## [WHAT IS NEEDED]
Quote each record exactly, please, leaving none out.

## [EXTRACTED ENTRIES]
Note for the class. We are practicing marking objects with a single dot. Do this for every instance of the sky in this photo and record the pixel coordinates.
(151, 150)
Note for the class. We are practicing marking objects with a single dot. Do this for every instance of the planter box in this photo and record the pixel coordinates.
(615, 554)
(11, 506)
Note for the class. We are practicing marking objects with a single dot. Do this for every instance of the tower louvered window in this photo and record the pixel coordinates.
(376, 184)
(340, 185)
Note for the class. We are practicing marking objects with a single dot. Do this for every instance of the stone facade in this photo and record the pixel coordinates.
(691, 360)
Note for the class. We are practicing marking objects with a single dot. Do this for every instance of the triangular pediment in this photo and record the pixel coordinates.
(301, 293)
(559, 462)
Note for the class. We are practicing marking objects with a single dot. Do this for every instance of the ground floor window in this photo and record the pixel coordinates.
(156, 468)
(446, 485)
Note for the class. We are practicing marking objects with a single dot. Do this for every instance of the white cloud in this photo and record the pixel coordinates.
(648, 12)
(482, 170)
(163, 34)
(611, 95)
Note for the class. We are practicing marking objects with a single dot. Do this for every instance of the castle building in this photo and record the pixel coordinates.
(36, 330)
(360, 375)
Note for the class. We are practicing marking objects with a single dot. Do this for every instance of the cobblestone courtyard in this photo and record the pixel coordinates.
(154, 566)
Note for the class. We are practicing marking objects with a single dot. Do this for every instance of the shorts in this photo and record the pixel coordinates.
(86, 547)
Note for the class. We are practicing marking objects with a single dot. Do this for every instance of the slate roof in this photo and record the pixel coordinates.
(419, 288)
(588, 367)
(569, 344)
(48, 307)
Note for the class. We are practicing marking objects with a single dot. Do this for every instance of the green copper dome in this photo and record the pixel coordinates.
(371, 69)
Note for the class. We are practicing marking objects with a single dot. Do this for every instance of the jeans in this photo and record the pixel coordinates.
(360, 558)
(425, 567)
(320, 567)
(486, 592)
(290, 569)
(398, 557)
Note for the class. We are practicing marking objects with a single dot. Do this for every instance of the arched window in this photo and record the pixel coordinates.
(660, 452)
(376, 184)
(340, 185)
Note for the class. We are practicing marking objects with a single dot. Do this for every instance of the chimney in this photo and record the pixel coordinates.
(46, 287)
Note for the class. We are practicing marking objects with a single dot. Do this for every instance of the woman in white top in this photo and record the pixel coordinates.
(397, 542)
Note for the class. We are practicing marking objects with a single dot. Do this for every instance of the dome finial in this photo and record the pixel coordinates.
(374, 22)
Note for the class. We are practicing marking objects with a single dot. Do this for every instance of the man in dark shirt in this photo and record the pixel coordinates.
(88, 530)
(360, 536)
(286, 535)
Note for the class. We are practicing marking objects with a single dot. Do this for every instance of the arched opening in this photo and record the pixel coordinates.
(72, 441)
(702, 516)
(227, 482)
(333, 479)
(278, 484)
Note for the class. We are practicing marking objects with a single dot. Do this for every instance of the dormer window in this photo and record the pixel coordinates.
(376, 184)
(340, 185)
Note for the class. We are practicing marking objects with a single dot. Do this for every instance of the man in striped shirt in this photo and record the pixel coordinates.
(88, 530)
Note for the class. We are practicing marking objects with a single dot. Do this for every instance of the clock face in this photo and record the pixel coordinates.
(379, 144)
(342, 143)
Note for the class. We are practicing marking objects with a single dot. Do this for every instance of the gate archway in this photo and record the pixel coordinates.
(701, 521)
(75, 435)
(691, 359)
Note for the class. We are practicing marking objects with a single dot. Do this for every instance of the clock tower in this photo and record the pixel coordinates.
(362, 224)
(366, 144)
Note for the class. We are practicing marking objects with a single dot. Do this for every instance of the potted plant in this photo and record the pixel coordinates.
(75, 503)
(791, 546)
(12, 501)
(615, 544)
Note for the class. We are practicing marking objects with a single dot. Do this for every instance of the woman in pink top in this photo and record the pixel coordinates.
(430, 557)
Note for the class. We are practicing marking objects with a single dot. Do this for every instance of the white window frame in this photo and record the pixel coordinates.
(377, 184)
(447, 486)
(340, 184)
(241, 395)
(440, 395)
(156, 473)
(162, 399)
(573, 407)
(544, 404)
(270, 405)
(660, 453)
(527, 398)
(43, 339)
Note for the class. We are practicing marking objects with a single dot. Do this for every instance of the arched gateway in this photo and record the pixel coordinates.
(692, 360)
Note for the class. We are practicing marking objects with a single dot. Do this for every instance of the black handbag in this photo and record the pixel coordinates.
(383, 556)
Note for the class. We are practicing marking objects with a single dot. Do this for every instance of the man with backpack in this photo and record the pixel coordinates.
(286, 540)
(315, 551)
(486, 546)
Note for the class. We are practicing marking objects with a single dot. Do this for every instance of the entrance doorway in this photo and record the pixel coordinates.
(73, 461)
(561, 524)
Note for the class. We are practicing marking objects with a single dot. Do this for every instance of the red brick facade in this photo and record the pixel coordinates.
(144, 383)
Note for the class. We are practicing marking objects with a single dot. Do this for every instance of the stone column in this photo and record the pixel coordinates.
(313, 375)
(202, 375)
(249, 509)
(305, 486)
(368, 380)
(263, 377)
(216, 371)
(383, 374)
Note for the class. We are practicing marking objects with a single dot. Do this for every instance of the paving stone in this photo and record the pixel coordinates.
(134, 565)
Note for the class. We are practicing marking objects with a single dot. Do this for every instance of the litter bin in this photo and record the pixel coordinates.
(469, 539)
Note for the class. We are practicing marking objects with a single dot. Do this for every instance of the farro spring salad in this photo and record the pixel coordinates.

## [THE ANSWER]
Note for the class. We are practicing marking objects with a single dot. Do this for every instance of the sky in this photo and record the pixel coordinates.
(151, 150)
Note for the class. We are practicing marking objects with a single dot. Do this for every instance of the planter box in this photo and record the pixel coordinates.
(615, 554)
(11, 506)
Note for the class. We are practicing marking objects with a single dot. Do this for every instance of the tower louvered window in this photo and record the pixel coordinates.
(376, 184)
(340, 185)
Note for the class. We are practicing marking objects with a single dot. Do this for every instance of the stone facade in this photo and record the pixel coordinates.
(691, 360)
Note for the class. We are practicing marking objects with a single dot. Do this for every instance of the triangular pediment in this photo and record the pixel coordinates.
(301, 293)
(559, 462)
Note for the class. We are practicing marking objects with a single dot. Do this for every instance of the ground floor window in this photo and record the pixel coordinates.
(156, 468)
(446, 485)
Note for the class. We are practicing marking objects with a single dot. Do this for every instance of the white cloud in this photo and record the pixel coordinates.
(648, 12)
(482, 170)
(163, 34)
(611, 95)
Note for the class. We are practicing marking objects with a single dot. Do this for every instance of the castle building in this photo and record the pixel coordinates.
(36, 330)
(360, 375)
Note for the class. We are practicing marking objects with a single dot. Do this for every instance of the cobblestone courtyard in this photo and record the pixel coordinates.
(154, 566)
Note for the class. We are practicing marking objects with a single dot. Do this for every instance of the shorts in this photo and record the pixel coordinates.
(86, 547)
Note for the class. We are practicing marking objects with a single dot. Do this for every instance of the slate roof in this photo and record the pixel coordinates.
(419, 288)
(588, 367)
(569, 344)
(48, 307)
Note for the class. We are practicing marking objects with a single dot. Do this for every instance of the green copper dome in this photo and record the pixel coordinates.
(371, 69)
Note for the class. We are practicing marking objects with a single dot. Do this for every instance of the jeans in this photo and record the pixel coordinates.
(360, 558)
(425, 567)
(320, 567)
(486, 592)
(290, 569)
(398, 557)
Note for the class. We are practicing marking objects with a single dot. Do this for every instance of the arched window in this photo and record the pixel coordinates.
(660, 452)
(376, 184)
(340, 185)
Note for the class. We are practicing marking objects with a single dot. Do this for every instance of the chimney in this photo and record the pixel coordinates.
(46, 287)
Note for the class. We are practicing marking objects with a single dot. Do this for every instance of the woman in white top in this photo and record the pixel coordinates.
(397, 542)
Note for the class. We are practicing marking objects with a single dot. Do this for every instance of the dome finial in this photo and record the pixel coordinates.
(374, 22)
Note for the class. We are practicing marking objects with a single dot. Do this for every instance of the man in dark shirt in this photo and record the pixel coordinates.
(88, 530)
(360, 536)
(286, 535)
Note for the class. We are practicing marking objects with a single dot. Do this for every instance of the arched opening in this photo and record the pixel coordinates.
(72, 441)
(702, 516)
(227, 482)
(333, 479)
(278, 484)
Note for the class. We are practicing marking objects with a single dot. Do this for every instance of the dormer window in this photo and record the pixel coordinates.
(376, 184)
(340, 185)
Note for the class. We are practicing marking objects with a single dot. Do this for every instance of the man in striped shirt in this photo and record the pixel coordinates.
(88, 530)
Note for the class. We are practicing marking objects with a single dot. Do this for every instance of the clock face in this photo and record the pixel coordinates.
(379, 144)
(342, 143)
Note for the class. We are practicing marking objects with a single dot. Do this for every instance of the gate archway in this photo and record the pixel coordinates.
(701, 521)
(75, 435)
(691, 359)
Note for the class. We are practicing marking objects with a single dot. Do this for every instance of the clock tower in this photo and record the pixel coordinates.
(362, 224)
(366, 144)
Note for the class. We are practicing marking objects with a single dot. Do this for every instance of the potted plant in this photo and record the pixel coordinates.
(75, 503)
(791, 546)
(12, 501)
(615, 544)
Note for the class. We are practicing marking objects with a single dot. Do this for every instance of the woman in pink top in this photo and record the pixel coordinates.
(430, 557)
Note for the class. We are practicing marking objects with a single dot. Do this for every instance of the white window frame in this photo and record the pixel coordinates.
(377, 184)
(447, 486)
(340, 184)
(241, 395)
(440, 395)
(156, 473)
(162, 399)
(573, 407)
(544, 404)
(270, 405)
(660, 453)
(527, 398)
(43, 339)
Note for the class. We are practicing marking objects with a single dot. Do this for every instance of the arched gateway in this photo and record the pixel coordinates.
(692, 360)
Note for the class. We are practicing marking objects with a single dot. Do this for every instance of the black handbag in this photo and record the pixel coordinates.
(383, 556)
Note for the class. We are practicing marking objects with a single dot. Do this for every instance of the man with backpack in this photo and record the pixel coordinates.
(286, 540)
(315, 551)
(486, 546)
Note for the class. We are practicing marking objects with a single dot. Do this for every instance of the entrance doorway in this photo and record the pixel coordinates.
(73, 461)
(561, 524)
Note for the class. We are practicing marking objects with a single dot. Do this for every instance of the red brick facade in this photo and record the pixel coordinates.
(144, 383)
Note for the class. We are practicing marking objects with a single dot. Do this for every instance of the stone column in this photo and record the pixel coordinates.
(313, 375)
(202, 375)
(249, 509)
(305, 486)
(368, 380)
(263, 377)
(216, 371)
(383, 374)
Note for the class. We are practicing marking objects with a single dot. Do this for every instance of the paving stone in this photo and record the pixel coordinates.
(134, 565)
Note for the class. We are practicing marking objects with a single dot. Do this for every instance of the litter bin in this photo and record the pixel coordinates.
(469, 539)
Note for the class. We are practicing marking objects with a single dot. Do this for every instance of the farro spring salad in this photo and record the pixel coordinates.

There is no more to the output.